** start of Material for this exercise **

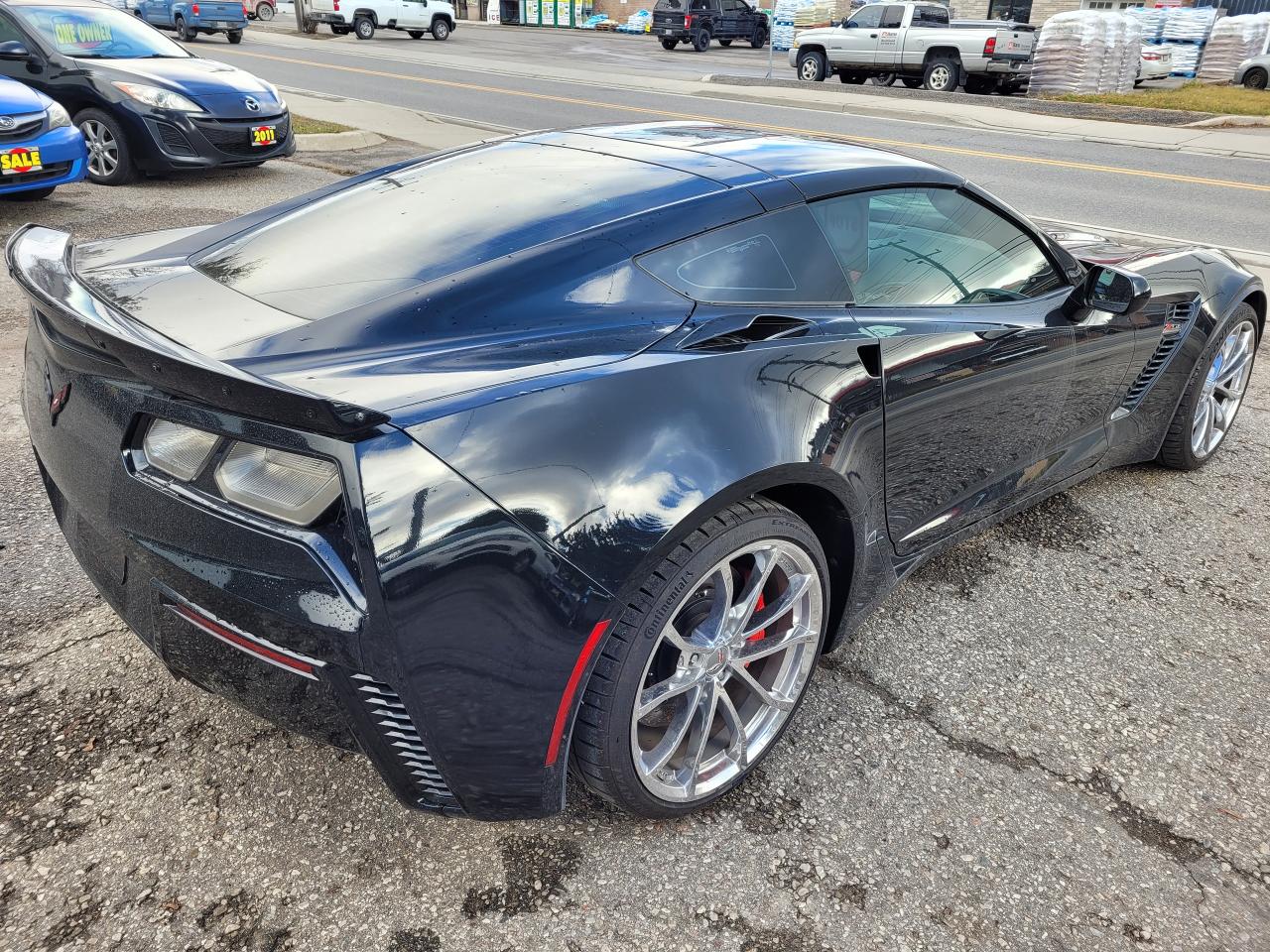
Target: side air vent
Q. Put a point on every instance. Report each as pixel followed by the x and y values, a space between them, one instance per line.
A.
pixel 766 326
pixel 1178 318
pixel 400 734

** end of Material for this exercise **

Exercise goal ▸
Copy every line of the entries above word for word, without the pictures.

Expected answer ▸
Target: side air vent
Q. Put a point on every instance. Report each as pixel followed by the x and y values, a space between them, one instance per line.
A.
pixel 766 326
pixel 1178 318
pixel 400 734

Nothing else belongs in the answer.